▸ Goal:
Collect every line of the records below that contains the word "green", and copy each one out.

----- Supplied records

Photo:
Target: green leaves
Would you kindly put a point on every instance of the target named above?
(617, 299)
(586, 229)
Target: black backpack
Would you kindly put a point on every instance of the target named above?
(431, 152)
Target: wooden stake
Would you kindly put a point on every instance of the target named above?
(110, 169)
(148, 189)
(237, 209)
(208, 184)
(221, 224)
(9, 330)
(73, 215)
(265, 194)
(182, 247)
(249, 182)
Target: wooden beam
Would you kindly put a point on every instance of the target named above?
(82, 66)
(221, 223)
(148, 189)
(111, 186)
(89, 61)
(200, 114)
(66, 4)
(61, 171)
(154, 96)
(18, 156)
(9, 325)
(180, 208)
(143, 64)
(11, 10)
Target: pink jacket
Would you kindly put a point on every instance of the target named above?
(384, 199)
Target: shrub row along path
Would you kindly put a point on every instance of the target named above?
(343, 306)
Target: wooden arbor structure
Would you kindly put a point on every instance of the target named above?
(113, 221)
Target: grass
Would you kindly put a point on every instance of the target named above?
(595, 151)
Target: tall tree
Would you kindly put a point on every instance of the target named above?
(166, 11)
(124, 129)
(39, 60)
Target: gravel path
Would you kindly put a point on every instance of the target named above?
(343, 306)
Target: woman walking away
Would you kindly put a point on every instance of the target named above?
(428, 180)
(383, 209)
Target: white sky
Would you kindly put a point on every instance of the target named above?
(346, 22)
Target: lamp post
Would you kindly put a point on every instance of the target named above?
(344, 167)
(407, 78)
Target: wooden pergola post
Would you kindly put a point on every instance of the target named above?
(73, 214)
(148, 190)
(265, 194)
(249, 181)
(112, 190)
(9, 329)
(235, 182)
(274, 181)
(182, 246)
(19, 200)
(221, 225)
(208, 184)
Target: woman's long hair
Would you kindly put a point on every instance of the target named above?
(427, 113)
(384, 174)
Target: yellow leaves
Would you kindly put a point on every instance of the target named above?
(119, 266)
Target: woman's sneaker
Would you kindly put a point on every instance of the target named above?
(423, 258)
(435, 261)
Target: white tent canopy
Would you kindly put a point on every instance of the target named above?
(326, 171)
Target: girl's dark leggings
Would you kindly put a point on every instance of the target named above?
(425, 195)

----------
----- Supplied records

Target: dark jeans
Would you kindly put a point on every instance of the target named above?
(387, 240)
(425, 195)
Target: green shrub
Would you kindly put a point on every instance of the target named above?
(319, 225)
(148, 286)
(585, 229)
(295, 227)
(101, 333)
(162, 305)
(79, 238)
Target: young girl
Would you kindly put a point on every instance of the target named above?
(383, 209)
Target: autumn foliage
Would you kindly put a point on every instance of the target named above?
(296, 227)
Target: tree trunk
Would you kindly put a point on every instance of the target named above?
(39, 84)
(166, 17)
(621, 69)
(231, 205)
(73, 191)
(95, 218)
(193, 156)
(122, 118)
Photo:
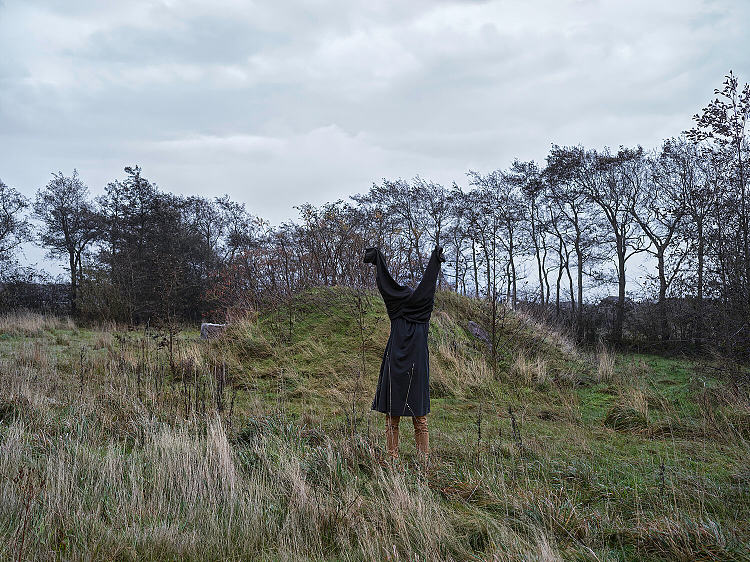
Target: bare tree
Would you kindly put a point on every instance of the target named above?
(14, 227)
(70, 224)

----------
----- Supplied records

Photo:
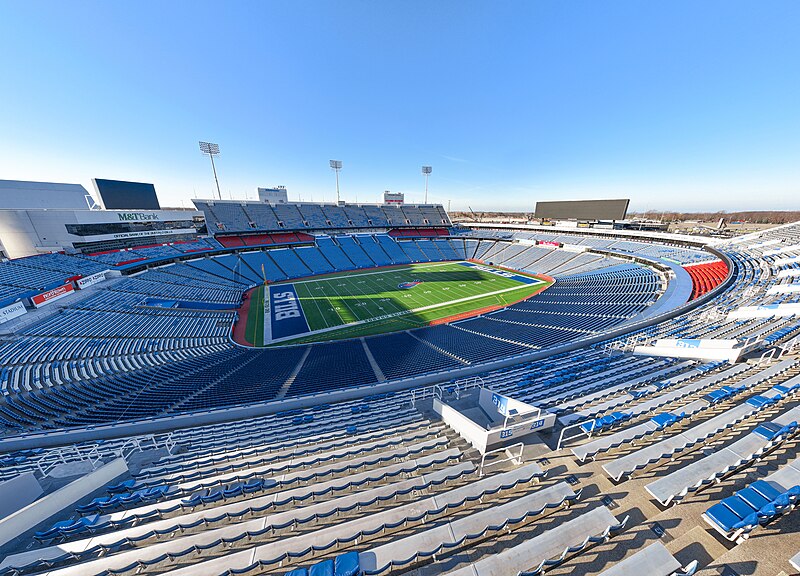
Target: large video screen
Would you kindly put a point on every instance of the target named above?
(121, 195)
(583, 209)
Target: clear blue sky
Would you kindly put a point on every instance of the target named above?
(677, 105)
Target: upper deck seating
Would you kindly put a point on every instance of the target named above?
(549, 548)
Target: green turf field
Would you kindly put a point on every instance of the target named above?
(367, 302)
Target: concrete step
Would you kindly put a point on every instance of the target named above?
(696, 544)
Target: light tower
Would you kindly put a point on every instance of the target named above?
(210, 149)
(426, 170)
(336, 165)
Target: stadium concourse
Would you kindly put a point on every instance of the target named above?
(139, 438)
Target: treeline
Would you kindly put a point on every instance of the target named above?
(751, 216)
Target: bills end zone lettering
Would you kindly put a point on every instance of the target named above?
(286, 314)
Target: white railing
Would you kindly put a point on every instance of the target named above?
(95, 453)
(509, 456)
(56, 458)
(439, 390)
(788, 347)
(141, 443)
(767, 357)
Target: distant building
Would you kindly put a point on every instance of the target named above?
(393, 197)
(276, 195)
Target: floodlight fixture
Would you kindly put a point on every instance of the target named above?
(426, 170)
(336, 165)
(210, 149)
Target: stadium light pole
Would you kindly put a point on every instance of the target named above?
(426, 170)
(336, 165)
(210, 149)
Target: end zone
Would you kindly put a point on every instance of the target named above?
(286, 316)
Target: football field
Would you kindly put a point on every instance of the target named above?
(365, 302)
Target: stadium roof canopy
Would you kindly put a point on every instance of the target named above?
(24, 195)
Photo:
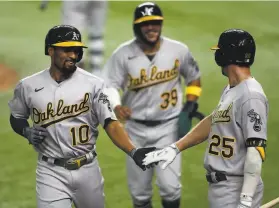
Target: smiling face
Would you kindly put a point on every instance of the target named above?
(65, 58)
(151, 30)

----------

▸ Reply to the task:
Target: green leaves
Target: green shrub
Target: green turf field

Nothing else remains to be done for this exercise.